▶ Excerpted records
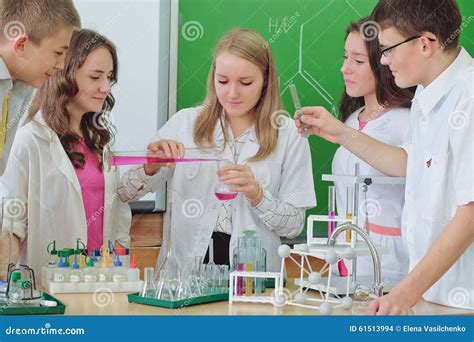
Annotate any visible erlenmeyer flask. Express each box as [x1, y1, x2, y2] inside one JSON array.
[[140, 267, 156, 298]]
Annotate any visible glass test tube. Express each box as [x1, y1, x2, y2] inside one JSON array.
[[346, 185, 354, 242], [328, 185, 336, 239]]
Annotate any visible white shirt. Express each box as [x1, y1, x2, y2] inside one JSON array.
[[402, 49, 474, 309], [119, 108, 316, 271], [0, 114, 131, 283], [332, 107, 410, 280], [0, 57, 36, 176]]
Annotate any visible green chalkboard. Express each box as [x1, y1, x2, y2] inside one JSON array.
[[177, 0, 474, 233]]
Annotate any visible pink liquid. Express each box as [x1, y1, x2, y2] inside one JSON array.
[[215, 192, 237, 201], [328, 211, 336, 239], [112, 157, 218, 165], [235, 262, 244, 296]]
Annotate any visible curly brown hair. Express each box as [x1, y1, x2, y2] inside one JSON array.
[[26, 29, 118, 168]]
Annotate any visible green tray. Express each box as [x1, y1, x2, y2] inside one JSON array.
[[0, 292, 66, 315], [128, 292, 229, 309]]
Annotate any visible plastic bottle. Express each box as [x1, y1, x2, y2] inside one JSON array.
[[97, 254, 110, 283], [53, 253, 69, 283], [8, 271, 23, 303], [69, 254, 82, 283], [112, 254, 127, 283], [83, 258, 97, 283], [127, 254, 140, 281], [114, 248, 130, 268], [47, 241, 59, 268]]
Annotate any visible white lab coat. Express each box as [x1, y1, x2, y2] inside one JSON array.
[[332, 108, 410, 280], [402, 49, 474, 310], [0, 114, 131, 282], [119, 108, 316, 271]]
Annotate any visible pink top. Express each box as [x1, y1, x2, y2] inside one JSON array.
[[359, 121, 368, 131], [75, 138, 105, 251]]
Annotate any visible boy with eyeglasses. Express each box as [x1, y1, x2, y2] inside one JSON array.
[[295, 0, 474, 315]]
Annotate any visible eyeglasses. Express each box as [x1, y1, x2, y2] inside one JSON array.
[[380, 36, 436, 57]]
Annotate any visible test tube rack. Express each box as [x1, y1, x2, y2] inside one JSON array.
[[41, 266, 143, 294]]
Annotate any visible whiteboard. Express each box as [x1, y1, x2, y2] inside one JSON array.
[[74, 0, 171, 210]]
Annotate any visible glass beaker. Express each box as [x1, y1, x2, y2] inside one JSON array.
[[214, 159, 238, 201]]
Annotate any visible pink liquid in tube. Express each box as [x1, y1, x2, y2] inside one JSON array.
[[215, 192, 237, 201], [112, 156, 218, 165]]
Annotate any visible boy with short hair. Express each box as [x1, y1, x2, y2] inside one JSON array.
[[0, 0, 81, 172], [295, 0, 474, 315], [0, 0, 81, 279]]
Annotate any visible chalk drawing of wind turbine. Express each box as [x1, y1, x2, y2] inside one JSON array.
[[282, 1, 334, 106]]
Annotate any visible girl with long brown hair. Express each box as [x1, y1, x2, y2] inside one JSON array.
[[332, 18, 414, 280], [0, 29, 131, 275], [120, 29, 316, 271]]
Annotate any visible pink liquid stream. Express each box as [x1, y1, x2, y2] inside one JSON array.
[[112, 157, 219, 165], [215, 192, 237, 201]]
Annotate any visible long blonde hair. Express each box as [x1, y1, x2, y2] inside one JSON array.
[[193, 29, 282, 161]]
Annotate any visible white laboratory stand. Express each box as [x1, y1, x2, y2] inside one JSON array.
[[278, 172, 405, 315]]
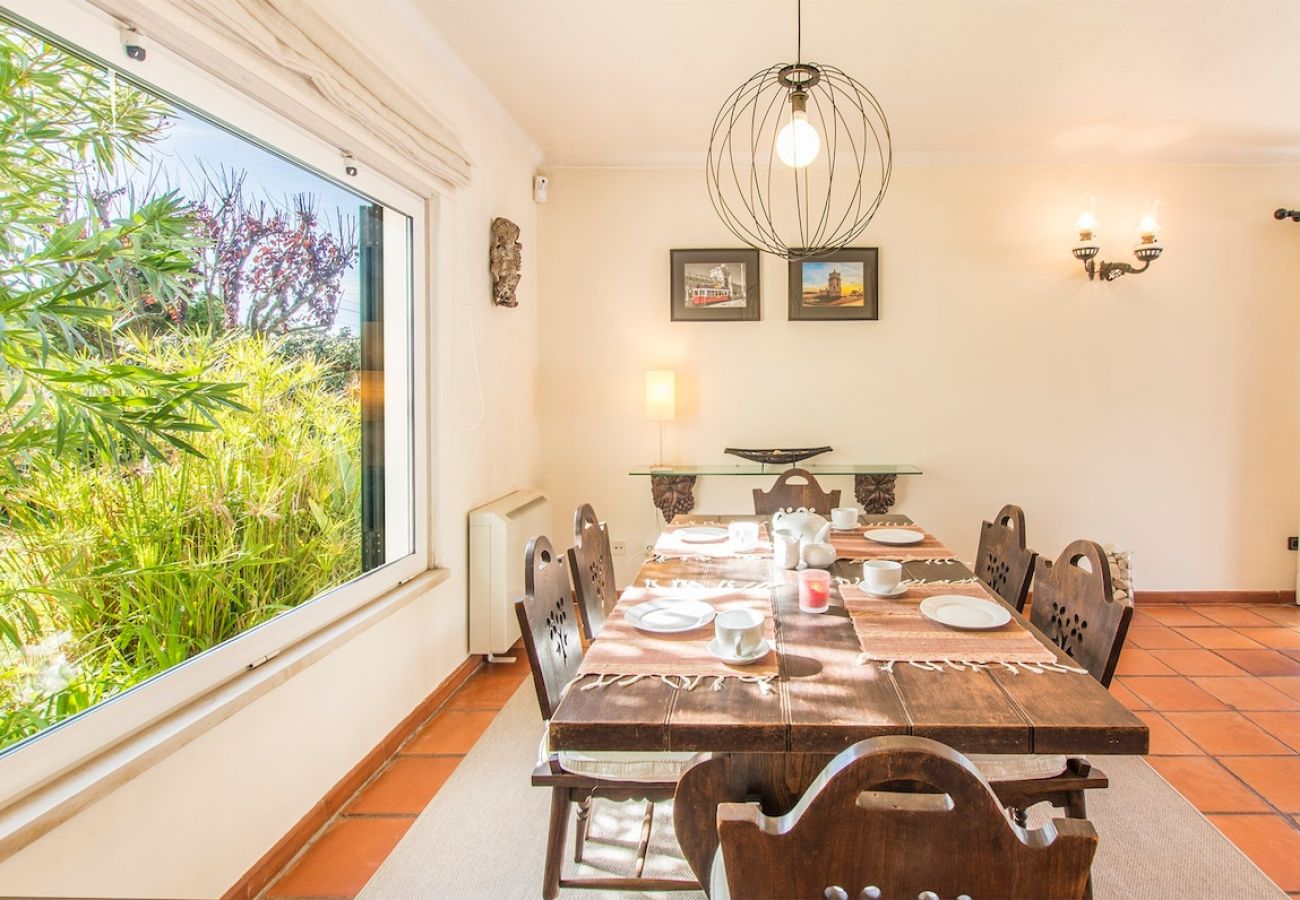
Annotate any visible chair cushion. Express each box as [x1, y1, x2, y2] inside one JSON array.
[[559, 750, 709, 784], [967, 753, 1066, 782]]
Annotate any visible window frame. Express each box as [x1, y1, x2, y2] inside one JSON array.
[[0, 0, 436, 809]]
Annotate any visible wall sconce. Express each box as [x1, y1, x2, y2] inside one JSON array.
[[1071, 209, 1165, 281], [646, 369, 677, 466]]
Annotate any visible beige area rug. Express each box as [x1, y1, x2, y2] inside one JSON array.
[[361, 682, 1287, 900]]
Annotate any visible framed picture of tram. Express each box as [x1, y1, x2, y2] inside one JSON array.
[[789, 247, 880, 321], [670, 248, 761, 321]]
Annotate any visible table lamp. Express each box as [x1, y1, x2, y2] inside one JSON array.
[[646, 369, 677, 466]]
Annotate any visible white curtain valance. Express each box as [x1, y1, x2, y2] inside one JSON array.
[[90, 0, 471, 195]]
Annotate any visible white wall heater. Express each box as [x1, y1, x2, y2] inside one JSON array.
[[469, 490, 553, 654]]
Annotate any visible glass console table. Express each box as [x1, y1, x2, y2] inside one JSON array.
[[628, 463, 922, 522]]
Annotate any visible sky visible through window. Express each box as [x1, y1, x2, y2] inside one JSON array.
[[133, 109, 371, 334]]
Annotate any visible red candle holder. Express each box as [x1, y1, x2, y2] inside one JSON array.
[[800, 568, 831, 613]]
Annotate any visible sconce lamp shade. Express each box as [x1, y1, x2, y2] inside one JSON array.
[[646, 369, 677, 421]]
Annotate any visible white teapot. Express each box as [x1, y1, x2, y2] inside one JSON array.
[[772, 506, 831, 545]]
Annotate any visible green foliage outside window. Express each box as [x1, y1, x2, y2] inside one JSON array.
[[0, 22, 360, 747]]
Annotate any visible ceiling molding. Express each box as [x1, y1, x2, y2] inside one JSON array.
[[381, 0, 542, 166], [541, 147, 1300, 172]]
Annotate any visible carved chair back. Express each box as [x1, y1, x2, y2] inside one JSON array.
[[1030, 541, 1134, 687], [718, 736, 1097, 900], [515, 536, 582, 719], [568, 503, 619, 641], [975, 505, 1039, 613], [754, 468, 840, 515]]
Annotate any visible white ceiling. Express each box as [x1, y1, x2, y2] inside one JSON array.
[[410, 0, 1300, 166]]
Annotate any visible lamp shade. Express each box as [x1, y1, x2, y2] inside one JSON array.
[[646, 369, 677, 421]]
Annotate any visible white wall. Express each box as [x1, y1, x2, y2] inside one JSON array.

▶ Work instructions
List every line in the rows above that contains the word "brown", treating uppercase and lowercase as different.

▶ Answer for the task
Annotate any visible curly brown hair. Express each box as [x1, y1, x2, y2] inside one JSON array.
Annotate any visible girl with long brown hair. Express each box as [x1, y1, x2, y2] inside one JSON array.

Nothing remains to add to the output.